===== QUOTED PASSAGE
The programme required the construction of various civil engineering works, including a total of five tunnels, which possess a cumulative length of 2 km, and four bridges, which had a combined length of 1.8 km. In addition, various roads, bridges, and miscellaneous passages are to be installed along the length of the route. Reportedly, the construction phase required 128000 m3 of concrete, 105,000t of steel, 358000 m3 of gravel and 327000 m3 of chippings.

===Construction===
During January 2011, it was announced that a consortium of Vössing, EKJ Consulting and Sweco, led by engineering company Atkins, had signed a contract with Banedanmark to design the first stretch of the railway line. Banedanmark decided that the best approach would be to divided the contracts for the civil works into packages worth between €30 million and €200 million. In July 2012, civil engineering firm MT Højgaard was awarded a contract for the construction of four road bridges and railway bridges near Vallensbaek and Brøndby, while Aarsleff Rail was contracted by Rail Net Denmark to construct 12 bridges between Ishøj and Greve in January 2013. During June 2013, a consortium of Barslund and CG Jensen received a contract for the construction of a bridge on Brondby Østervej, as well as a railway tunnel near Holbækmotorvejen, and a pass through Vestvolden.

On 12September 2012, a ceremony officiated by the then-Minister for Transport Henrik Dam Kristensen was held to mark the commencement of construction activity on the new line; at the occasion, much fanfare was made of the improvements to international travel that it promised to enable once completed. In September 2016 was started the construction of the new Køge North Station. Minister Hans Christian Schmidt also started tracklaying beginning in Ringsted this time. It was finished in time in May 2017.

In parallel in January 2017 was started redesign of Ringsted station infrastructure. Some 16km tracks were reconstructed and 24 turnouts implemented.

In May 2017 started final construction with provision of catenary and signalling equipment. Because of difficulties in provision of ETCS (signalling and control component of the ERTMS) onboard equipment to the trains some replanning has happened. So there was a need for additional installation of deprecated ATC equipment, which caused a further delay of opening.

In August 2018 construction phase was finished, electricity switched on in mid-August and testing with rolling stock was started at the end of August.

The line entered in service on 31 May 2019.
Being initially opened without the ETCS signalling system (using ATC instead), the maximum operating speed of the line was reduced to 180 km/h and its capacity limited to 5 trains per hour. In the first months of operation, only 1 or 2 trains per hour were scheduled on the new line.
==========
===== DATASET
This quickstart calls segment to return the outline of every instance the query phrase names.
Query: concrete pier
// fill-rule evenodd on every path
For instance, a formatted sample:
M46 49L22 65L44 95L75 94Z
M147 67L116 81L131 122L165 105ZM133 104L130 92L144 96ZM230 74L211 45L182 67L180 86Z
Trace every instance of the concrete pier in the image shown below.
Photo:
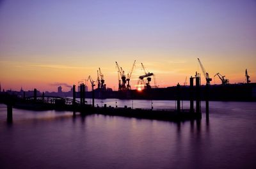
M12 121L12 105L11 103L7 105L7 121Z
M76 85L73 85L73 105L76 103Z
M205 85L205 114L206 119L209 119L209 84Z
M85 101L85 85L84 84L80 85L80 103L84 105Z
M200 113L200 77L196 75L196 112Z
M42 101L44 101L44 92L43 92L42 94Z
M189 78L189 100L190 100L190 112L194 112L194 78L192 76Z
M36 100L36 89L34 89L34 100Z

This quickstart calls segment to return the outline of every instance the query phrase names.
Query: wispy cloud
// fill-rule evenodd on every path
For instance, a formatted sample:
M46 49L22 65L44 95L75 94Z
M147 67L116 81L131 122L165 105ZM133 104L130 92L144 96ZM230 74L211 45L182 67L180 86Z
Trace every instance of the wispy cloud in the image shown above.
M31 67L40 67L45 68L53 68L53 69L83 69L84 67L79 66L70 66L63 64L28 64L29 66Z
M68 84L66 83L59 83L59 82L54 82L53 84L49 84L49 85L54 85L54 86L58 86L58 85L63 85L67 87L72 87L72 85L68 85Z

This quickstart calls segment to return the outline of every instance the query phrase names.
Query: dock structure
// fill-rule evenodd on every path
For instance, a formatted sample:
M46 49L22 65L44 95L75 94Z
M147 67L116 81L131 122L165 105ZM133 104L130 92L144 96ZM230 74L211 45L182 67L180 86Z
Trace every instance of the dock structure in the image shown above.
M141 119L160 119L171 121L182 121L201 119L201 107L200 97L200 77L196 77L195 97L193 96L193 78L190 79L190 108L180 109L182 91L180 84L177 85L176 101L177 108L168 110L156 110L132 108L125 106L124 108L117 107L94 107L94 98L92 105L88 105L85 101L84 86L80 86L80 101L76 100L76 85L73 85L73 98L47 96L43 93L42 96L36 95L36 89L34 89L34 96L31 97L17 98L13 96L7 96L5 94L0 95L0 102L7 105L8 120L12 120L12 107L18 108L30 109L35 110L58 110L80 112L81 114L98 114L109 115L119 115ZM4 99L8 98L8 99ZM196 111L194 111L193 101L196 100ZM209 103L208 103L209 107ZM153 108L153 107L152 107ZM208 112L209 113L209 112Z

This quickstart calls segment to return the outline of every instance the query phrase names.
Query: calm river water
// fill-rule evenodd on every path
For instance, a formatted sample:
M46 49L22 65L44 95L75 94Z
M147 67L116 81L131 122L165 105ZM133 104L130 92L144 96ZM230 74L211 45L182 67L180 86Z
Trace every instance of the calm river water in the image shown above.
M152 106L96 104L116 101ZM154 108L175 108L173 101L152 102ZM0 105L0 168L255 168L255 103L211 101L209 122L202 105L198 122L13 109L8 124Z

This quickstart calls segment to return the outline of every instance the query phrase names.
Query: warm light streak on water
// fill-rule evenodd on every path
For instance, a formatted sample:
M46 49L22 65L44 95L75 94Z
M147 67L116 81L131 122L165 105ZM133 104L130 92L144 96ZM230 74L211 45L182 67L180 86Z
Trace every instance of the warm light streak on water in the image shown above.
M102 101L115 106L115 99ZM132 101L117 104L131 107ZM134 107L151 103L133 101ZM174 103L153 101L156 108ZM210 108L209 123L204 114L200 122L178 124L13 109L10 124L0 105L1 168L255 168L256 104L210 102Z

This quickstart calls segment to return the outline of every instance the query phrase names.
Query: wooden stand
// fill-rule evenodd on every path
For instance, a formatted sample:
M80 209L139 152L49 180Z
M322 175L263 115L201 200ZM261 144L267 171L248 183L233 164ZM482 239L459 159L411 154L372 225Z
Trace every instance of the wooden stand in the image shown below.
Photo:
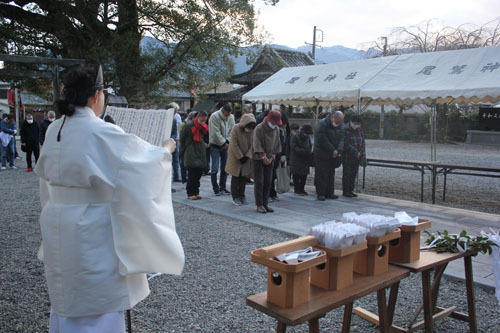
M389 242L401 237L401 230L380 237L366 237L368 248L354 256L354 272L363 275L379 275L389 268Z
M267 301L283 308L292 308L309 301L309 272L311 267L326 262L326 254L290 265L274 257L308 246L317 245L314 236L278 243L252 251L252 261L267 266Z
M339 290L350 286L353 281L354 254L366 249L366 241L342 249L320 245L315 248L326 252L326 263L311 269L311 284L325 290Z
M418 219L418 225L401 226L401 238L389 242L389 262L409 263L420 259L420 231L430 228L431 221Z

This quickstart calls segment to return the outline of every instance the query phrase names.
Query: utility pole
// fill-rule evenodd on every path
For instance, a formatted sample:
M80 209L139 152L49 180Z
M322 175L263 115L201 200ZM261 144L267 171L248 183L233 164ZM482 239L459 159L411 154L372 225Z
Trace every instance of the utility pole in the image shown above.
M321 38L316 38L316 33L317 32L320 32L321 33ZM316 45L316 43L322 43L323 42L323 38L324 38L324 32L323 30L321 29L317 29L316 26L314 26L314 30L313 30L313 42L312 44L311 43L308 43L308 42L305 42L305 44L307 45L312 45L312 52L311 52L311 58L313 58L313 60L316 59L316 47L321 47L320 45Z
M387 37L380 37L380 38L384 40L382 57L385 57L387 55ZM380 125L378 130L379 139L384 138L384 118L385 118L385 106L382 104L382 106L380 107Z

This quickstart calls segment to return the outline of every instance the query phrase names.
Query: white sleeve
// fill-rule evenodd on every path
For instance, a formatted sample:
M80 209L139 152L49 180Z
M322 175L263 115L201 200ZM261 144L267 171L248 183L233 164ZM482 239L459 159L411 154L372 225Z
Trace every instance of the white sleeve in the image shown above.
==========
▶ [WORK TO BE COMPLETED]:
In the railway construction passage, on what date did the line enter service?

▶ [RESULT]:
31 May 2019